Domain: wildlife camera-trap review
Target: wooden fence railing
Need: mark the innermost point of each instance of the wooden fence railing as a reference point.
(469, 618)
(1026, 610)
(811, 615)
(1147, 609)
===============
About this exercise: Set down exactly the lines above, from the one containing "Need: mark the" to the final line of the material, with both ends kept and no other lines.

Response area:
Need: mark the innermost point of each instance of the wooden fence railing as a reference point.
(469, 618)
(1026, 610)
(811, 615)
(1147, 609)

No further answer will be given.